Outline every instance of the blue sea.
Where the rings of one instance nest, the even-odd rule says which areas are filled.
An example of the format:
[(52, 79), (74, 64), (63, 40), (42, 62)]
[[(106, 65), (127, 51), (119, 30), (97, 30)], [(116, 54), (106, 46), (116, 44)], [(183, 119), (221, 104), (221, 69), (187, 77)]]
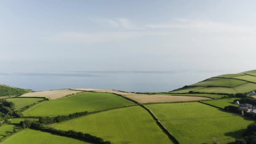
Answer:
[(129, 92), (167, 92), (211, 77), (238, 72), (187, 70), (4, 72), (0, 73), (0, 83), (35, 91), (93, 88)]

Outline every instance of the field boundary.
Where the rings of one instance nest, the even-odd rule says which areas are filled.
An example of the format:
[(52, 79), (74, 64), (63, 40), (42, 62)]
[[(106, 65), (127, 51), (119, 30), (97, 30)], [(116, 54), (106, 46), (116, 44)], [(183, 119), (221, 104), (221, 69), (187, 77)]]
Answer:
[[(248, 83), (253, 83), (256, 84), (256, 83), (255, 83), (255, 82), (251, 82), (250, 81), (248, 81), (248, 80), (242, 80), (242, 79), (238, 79), (238, 78), (233, 78), (233, 77), (213, 77), (213, 78), (225, 78), (225, 79), (234, 79), (234, 80), (242, 80), (242, 81), (244, 81), (245, 82), (247, 82)], [(245, 84), (245, 83), (244, 83), (244, 84), (243, 84), (243, 85), (244, 85), (244, 84)]]
[[(87, 116), (87, 115), (93, 115), (93, 114), (96, 114), (96, 113), (99, 113), (99, 112), (106, 112), (106, 111), (108, 111), (109, 110), (114, 110), (114, 109), (122, 109), (122, 108), (126, 108), (126, 107), (135, 107), (135, 106), (139, 106), (139, 105), (138, 104), (131, 104), (131, 105), (128, 105), (124, 106), (121, 106), (121, 107), (116, 107), (107, 109), (99, 110), (98, 110), (98, 111), (96, 111), (88, 112), (88, 114), (86, 115), (81, 115), (81, 116), (79, 117), (74, 117), (73, 118), (72, 118), (72, 119), (69, 119), (68, 120), (63, 120), (63, 121), (62, 121), (61, 122), (64, 121), (68, 121), (68, 120), (72, 120), (72, 119), (77, 118), (78, 118), (78, 117), (80, 117), (86, 116)], [(70, 114), (69, 114), (69, 115), (65, 115), (65, 116), (67, 116), (67, 115), (70, 115)], [(24, 117), (22, 117), (21, 118), (39, 118), (40, 117), (41, 117), (41, 116), (24, 116)]]
[[(156, 93), (155, 94), (153, 94), (153, 95), (157, 95), (157, 93)], [(164, 96), (197, 96), (197, 97), (205, 97), (205, 98), (209, 98), (211, 99), (217, 99), (217, 98), (213, 98), (212, 97), (209, 97), (209, 96), (187, 96), (187, 95), (175, 95), (175, 94), (189, 94), (189, 93), (166, 93), (166, 94), (174, 94), (173, 95), (163, 95)], [(190, 93), (190, 94), (199, 94), (199, 93)], [(201, 94), (201, 93), (200, 93)], [(201, 93), (201, 94), (203, 94), (203, 93)], [(205, 93), (206, 94), (206, 93)], [(216, 94), (216, 95), (218, 95), (218, 94), (209, 94), (209, 93), (207, 93), (208, 94)], [(221, 99), (221, 98), (219, 98), (219, 99)]]
[(145, 107), (145, 106), (143, 104), (140, 104), (140, 106), (145, 109), (147, 112), (148, 112), (150, 115), (153, 117), (153, 119), (156, 121), (156, 123), (158, 125), (158, 126), (160, 127), (163, 131), (165, 133), (169, 139), (172, 141), (173, 143), (175, 144), (179, 144), (179, 143), (177, 140), (177, 139), (173, 136), (171, 133), (167, 130), (167, 129), (161, 123), (159, 120), (157, 119), (156, 116), (154, 114), (154, 113), (149, 109)]
[(199, 103), (201, 103), (201, 104), (204, 104), (208, 105), (210, 106), (211, 106), (211, 107), (214, 107), (215, 108), (217, 108), (217, 109), (222, 109), (222, 110), (224, 110), (224, 109), (222, 108), (221, 108), (221, 107), (217, 107), (217, 106), (214, 106), (214, 105), (211, 105), (211, 104), (207, 104), (207, 103), (205, 103), (204, 102), (202, 102), (202, 101), (198, 101), (198, 102)]

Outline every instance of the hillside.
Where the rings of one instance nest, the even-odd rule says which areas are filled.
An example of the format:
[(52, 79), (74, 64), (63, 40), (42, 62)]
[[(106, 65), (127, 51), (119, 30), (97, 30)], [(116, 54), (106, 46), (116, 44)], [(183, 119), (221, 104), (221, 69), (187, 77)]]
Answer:
[(223, 75), (171, 91), (176, 93), (235, 94), (256, 90), (256, 70)]
[(14, 88), (0, 84), (0, 96), (20, 96), (31, 91), (29, 90)]

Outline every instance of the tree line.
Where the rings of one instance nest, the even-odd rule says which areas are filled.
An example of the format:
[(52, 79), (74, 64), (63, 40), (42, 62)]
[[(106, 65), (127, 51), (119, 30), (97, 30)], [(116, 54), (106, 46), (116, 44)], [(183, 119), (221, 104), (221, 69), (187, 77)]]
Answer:
[(100, 144), (112, 144), (109, 141), (104, 141), (101, 138), (91, 135), (88, 133), (71, 130), (68, 131), (59, 130), (53, 128), (48, 128), (45, 124), (37, 122), (35, 120), (32, 121), (30, 120), (25, 120), (24, 121), (21, 121), (20, 125), (23, 128), (28, 128), (61, 136), (81, 139), (85, 141), (89, 141), (93, 143)]
[(58, 115), (55, 117), (39, 117), (39, 122), (43, 124), (50, 124), (59, 123), (62, 121), (69, 120), (70, 119), (87, 115), (88, 112), (75, 112), (68, 115)]

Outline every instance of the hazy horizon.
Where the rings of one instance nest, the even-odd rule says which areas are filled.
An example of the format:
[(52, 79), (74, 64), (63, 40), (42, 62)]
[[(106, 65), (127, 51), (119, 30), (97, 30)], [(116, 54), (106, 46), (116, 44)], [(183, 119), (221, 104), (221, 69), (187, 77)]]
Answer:
[[(253, 0), (1, 0), (0, 83), (171, 91), (254, 69), (256, 6)], [(120, 73), (128, 71), (141, 72)], [(144, 84), (157, 80), (158, 86)], [(140, 83), (145, 88), (133, 86)]]

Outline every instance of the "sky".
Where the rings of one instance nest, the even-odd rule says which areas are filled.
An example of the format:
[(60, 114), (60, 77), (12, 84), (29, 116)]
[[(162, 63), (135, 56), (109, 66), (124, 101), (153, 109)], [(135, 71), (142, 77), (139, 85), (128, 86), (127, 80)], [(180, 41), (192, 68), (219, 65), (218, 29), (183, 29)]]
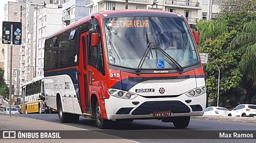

- Set exercise
Report every line of the records that contains the word "Outline", copying each such line in full.

- Response to this exercise
Outline every instance of the blue sea.
Outline every instance of the field boundary.
Outline every instance of the hillside.
Outline every instance of the tree line.
Outline every instance of the hazy horizon.
Outline every instance of the "sky".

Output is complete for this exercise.